*Records for this task*
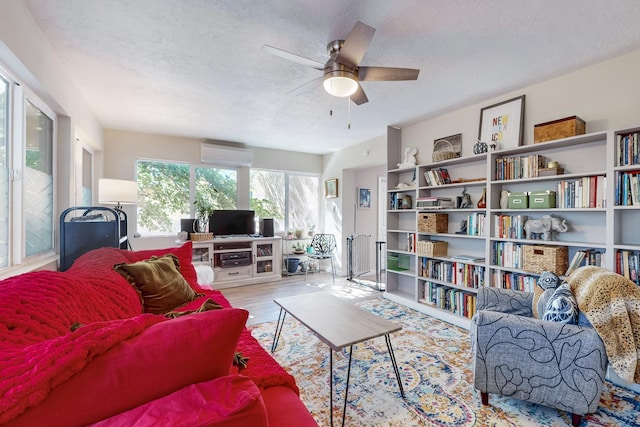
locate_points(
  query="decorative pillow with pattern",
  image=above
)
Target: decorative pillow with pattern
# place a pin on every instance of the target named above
(562, 307)
(547, 280)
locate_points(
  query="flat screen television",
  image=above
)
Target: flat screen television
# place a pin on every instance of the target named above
(232, 222)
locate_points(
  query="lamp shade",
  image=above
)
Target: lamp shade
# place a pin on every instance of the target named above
(117, 191)
(340, 83)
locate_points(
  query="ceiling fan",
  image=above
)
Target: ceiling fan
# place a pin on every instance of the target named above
(341, 73)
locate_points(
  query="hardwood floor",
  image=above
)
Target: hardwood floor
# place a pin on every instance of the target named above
(258, 299)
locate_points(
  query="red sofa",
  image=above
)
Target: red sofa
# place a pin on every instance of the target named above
(76, 348)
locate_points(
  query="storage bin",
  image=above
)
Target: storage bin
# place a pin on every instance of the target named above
(199, 237)
(432, 248)
(292, 265)
(433, 223)
(539, 258)
(542, 199)
(398, 262)
(557, 129)
(518, 200)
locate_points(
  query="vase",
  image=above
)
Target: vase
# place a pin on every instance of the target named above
(482, 203)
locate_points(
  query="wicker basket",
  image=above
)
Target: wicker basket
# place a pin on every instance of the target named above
(539, 258)
(196, 237)
(431, 248)
(433, 223)
(443, 150)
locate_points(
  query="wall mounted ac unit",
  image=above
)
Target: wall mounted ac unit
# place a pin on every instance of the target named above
(225, 156)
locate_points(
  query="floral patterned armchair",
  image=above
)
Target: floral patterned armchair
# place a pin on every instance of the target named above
(514, 354)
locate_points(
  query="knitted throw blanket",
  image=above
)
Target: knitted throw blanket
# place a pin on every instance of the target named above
(612, 304)
(30, 373)
(39, 345)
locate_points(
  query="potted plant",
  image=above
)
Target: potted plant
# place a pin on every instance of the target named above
(204, 209)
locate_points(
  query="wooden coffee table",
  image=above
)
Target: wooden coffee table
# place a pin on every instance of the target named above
(339, 324)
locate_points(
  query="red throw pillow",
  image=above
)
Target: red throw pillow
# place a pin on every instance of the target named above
(164, 358)
(228, 401)
(184, 254)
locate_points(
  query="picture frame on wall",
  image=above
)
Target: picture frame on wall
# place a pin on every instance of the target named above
(364, 198)
(502, 124)
(331, 188)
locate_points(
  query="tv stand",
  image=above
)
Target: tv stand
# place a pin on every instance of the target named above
(240, 260)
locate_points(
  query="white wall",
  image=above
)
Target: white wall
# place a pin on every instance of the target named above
(337, 214)
(605, 95)
(123, 148)
(29, 58)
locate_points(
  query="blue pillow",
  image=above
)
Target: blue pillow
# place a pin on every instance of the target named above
(562, 307)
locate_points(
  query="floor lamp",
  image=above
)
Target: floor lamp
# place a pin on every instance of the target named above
(119, 192)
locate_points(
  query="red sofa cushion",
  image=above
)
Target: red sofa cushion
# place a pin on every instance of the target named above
(164, 358)
(227, 401)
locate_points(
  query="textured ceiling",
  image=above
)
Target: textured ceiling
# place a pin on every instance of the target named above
(195, 68)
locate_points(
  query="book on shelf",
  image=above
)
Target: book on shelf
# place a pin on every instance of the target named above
(627, 149)
(627, 190)
(471, 258)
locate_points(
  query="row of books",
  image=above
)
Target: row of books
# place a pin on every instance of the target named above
(628, 265)
(453, 300)
(457, 273)
(586, 257)
(519, 167)
(508, 254)
(627, 188)
(627, 149)
(412, 242)
(438, 176)
(585, 192)
(476, 224)
(509, 226)
(515, 281)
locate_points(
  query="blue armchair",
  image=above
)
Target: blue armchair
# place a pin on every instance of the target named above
(558, 365)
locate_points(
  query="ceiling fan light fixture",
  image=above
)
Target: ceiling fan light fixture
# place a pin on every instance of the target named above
(340, 83)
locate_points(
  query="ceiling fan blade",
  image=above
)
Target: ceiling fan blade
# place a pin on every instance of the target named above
(355, 45)
(293, 57)
(359, 97)
(307, 86)
(387, 73)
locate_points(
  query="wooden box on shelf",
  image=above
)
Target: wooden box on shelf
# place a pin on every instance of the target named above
(196, 237)
(433, 223)
(557, 129)
(431, 248)
(539, 258)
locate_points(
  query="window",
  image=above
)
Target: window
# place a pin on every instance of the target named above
(86, 194)
(27, 147)
(290, 199)
(38, 181)
(4, 173)
(165, 196)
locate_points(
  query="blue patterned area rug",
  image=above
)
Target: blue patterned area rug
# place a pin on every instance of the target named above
(435, 362)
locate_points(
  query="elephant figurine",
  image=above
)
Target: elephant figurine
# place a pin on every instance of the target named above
(548, 227)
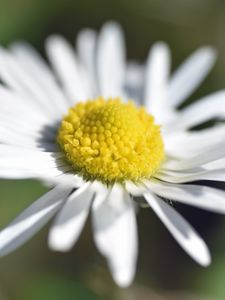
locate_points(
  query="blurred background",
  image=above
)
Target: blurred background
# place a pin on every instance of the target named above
(164, 270)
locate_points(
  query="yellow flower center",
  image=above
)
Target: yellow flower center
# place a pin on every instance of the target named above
(111, 141)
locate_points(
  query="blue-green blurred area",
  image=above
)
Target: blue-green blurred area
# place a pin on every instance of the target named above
(164, 270)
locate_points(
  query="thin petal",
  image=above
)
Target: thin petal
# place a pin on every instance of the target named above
(181, 230)
(14, 75)
(186, 79)
(35, 66)
(205, 109)
(115, 233)
(62, 57)
(31, 220)
(190, 143)
(215, 153)
(157, 72)
(196, 195)
(71, 219)
(86, 47)
(111, 60)
(191, 175)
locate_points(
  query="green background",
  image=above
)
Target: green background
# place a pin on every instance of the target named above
(164, 270)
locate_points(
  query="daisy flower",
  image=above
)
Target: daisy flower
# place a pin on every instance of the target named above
(105, 134)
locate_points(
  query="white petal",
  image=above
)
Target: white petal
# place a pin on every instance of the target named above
(216, 152)
(115, 233)
(36, 67)
(31, 220)
(190, 74)
(22, 106)
(181, 230)
(111, 60)
(157, 72)
(62, 57)
(13, 74)
(86, 48)
(191, 175)
(201, 196)
(71, 219)
(189, 144)
(33, 161)
(134, 81)
(205, 109)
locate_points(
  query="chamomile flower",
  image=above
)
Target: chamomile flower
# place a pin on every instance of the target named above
(102, 132)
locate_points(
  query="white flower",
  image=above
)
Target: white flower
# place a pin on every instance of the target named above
(33, 105)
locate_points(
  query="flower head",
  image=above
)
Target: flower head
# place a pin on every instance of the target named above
(103, 132)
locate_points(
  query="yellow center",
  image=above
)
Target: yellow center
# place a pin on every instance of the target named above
(111, 141)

*Required work*
Say how many lines above hold the word "basket", giving only the count.

*Output below*
2